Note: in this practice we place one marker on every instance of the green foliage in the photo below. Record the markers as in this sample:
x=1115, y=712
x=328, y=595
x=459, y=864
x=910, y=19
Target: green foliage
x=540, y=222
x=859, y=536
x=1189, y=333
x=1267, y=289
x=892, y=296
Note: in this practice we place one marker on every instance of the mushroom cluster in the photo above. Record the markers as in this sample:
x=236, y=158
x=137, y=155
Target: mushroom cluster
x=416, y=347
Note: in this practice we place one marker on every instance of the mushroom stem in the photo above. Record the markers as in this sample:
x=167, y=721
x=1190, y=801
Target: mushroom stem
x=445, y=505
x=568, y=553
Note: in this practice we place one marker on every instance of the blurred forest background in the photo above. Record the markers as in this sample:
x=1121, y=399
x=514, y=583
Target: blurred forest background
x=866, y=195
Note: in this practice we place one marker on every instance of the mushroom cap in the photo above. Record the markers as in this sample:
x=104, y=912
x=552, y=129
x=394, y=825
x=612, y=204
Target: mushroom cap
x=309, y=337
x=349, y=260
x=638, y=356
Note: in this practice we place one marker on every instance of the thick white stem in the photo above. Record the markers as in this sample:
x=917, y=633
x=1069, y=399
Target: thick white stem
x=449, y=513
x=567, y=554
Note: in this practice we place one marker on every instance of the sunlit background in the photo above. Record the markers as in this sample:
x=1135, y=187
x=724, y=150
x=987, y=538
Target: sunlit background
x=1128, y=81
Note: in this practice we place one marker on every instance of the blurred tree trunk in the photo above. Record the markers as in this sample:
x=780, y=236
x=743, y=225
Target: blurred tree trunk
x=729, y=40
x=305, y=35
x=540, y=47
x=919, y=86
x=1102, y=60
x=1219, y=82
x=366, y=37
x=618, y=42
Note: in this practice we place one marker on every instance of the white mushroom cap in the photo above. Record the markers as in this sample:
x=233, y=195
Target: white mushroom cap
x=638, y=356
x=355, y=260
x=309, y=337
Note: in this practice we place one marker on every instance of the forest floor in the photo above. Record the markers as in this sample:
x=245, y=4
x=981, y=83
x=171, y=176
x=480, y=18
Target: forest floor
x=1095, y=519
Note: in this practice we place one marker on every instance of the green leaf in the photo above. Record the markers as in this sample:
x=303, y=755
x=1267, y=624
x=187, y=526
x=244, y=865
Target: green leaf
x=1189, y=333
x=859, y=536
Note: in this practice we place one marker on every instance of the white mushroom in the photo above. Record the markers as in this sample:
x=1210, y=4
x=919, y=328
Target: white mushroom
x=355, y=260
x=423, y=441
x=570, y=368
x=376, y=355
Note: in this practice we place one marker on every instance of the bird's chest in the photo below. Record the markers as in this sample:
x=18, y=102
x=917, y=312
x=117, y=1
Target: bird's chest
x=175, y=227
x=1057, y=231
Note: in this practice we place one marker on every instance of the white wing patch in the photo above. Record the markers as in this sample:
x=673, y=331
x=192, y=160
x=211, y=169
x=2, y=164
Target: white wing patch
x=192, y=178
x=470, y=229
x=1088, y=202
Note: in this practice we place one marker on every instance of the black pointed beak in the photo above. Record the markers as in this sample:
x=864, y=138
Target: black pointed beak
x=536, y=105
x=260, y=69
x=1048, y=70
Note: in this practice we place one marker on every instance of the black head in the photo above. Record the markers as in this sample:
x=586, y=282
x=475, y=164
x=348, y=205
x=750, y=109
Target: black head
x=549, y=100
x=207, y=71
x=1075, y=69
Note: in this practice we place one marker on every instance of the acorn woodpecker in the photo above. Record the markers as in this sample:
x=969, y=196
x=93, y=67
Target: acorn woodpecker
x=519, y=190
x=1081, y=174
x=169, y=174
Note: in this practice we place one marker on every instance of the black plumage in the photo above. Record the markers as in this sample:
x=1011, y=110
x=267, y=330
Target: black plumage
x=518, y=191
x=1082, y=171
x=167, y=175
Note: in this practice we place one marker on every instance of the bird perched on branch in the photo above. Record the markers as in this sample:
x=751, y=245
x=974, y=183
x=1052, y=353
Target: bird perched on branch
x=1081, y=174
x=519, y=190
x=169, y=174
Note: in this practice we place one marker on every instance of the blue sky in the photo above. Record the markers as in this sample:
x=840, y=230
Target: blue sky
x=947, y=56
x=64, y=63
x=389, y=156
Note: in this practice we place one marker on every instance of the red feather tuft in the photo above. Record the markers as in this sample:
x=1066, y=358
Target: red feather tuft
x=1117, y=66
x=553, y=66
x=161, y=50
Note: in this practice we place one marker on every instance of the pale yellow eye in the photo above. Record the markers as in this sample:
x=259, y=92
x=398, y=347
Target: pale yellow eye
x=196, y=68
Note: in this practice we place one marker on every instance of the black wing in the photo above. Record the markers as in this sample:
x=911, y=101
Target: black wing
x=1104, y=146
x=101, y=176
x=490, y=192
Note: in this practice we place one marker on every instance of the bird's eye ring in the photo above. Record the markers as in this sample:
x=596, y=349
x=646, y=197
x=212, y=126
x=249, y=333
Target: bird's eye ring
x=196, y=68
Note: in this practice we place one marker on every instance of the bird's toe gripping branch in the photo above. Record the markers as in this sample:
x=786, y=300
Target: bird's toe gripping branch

○ ○ ○

The request:
Retype all the records, matching them exactly.

Response below:
Note: in this practice we place one marker on every instance of the green foliage in the photo below. Record the markers as in this sample:
x=1115, y=712
x=328, y=595
x=459, y=864
x=910, y=19
Target: green foliage
x=540, y=222
x=859, y=536
x=1189, y=333
x=1267, y=289
x=892, y=296
Note: in this practice we place one marker on every instance of the mushroom cluster in the photo above. Record the markers as in this sample:
x=236, y=158
x=137, y=155
Target: mushroom cluster
x=416, y=347
Note: in this practice we place one marker on every instance of the mushroom stem in the photo above. Record the markers as in this sample:
x=167, y=721
x=1190, y=801
Target: mushroom stem
x=445, y=505
x=568, y=553
Note: in this practice we place one marker on every instance of the blurred forest background in the photo above. Record the markers as in this sample:
x=1121, y=399
x=514, y=583
Target: blurred forest background
x=866, y=195
Note: in this practice we place one marker on every instance of the mushroom cap in the photo above. Record the markers as in this sample:
x=104, y=912
x=552, y=129
x=394, y=825
x=612, y=204
Target: mushroom cap
x=309, y=337
x=349, y=260
x=638, y=356
Note: in this practice we place one marker on every instance of the thick white stem in the photo above. Record the markers as in this sample:
x=917, y=633
x=1069, y=399
Target: thick white stem
x=449, y=513
x=567, y=554
Note: in this practice we place one marker on every instance of the sunlit background in the photo above. Record the markers as in this sample:
x=1135, y=187
x=724, y=150
x=987, y=538
Target: sunlit background
x=1128, y=81
Note: in this practice we place one marker on every instance of the blurred tree trunk in the photo above. Record the markers as in this sample:
x=780, y=236
x=743, y=225
Target: blurred tree trunk
x=729, y=40
x=305, y=35
x=540, y=47
x=919, y=86
x=1102, y=60
x=1219, y=82
x=366, y=37
x=618, y=42
Note: in this practice we place one marker on every instance of the white mushroom cap in the photo above. Record the markers as in this sample:
x=233, y=195
Target: white mushroom cap
x=638, y=356
x=355, y=260
x=309, y=337
Note: in this practice we place one marker on every instance of the forest floor in the photo above. Record the markers as in this sample:
x=245, y=4
x=981, y=83
x=171, y=176
x=480, y=18
Target: forest floor
x=1095, y=519
Note: in this practice we place one marker on every instance of the green leaf in the photo above. Record the markers as in this sample:
x=303, y=755
x=1267, y=624
x=187, y=526
x=244, y=865
Target: green leaf
x=1189, y=333
x=859, y=536
Note: in this practice we place one marker on every instance of the white mushroom in the photo above. Record the markers as in this sample:
x=1210, y=4
x=919, y=328
Target: white mushroom
x=355, y=260
x=423, y=441
x=570, y=368
x=376, y=355
Note: in this practice we place one marker on every instance of the bird's chest in the photo below. Record the markers as in this sample:
x=18, y=102
x=917, y=312
x=117, y=1
Target: bird's chest
x=175, y=227
x=1057, y=231
Note: in this practice we place one marker on every instance of the white wing patch in the photo above. Record the markers as in this sample:
x=673, y=331
x=192, y=160
x=211, y=169
x=2, y=164
Target: white wing patch
x=192, y=178
x=470, y=229
x=1088, y=202
Note: in this practice we place one marker on every instance of the black pointed beak in the photo above. Record the markers as in this sample:
x=864, y=138
Target: black pointed beak
x=536, y=105
x=260, y=69
x=1048, y=70
Note: in this practice we place one marker on every instance of the black head in the photo above. Record the markers as in this sample:
x=586, y=282
x=475, y=164
x=348, y=205
x=750, y=109
Target: black head
x=549, y=100
x=207, y=71
x=1075, y=69
Note: in this practice we place one marker on every instance of the acorn woodpecker in the photo above. Record the markers as in this sample:
x=969, y=196
x=93, y=67
Target: acorn woodpecker
x=519, y=190
x=1081, y=174
x=169, y=174
Note: in this practice we place one marker on every instance of the black plumage in the photo above. Record the markers as in this sample:
x=1011, y=110
x=267, y=330
Target: black plumage
x=518, y=191
x=1082, y=171
x=167, y=175
Note: in this practice we place one marker on every instance of the bird perched on branch in the photo above. Record the markers as in this sample:
x=751, y=245
x=974, y=183
x=1052, y=353
Target: bird perched on branch
x=1081, y=174
x=519, y=190
x=169, y=174
Note: in this practice we place one marker on every instance of the blue sky in the photo above. Record the markers as in this sample:
x=840, y=230
Target: blue sky
x=947, y=56
x=64, y=63
x=389, y=156
Note: in this practice we place one marker on every instance of the red feather tuft in the photo above. Record the markers as in this sample:
x=1066, y=358
Target: red feather tuft
x=1117, y=66
x=553, y=66
x=161, y=50
Note: in this practice we place one marker on every instance of the pale yellow eye in the photo above. Record the markers as in this sample:
x=259, y=92
x=398, y=347
Target: pale yellow eye
x=196, y=68
Note: in this practice we place one marker on every instance of the black wing in the photo above. Record the markers as in this sample:
x=911, y=101
Target: black wing
x=1104, y=146
x=101, y=176
x=490, y=192
Note: in this practice we place one marker on every instance of the bird's eye ring in the photo above. Record the markers as in this sample:
x=596, y=349
x=646, y=197
x=212, y=126
x=249, y=333
Target: bird's eye ring
x=196, y=68
Note: in this practice we place one marker on every instance of the bird's toe gripping branch in the photo above. Record the markers as in this sample:
x=786, y=300
Target: bird's toe gripping branch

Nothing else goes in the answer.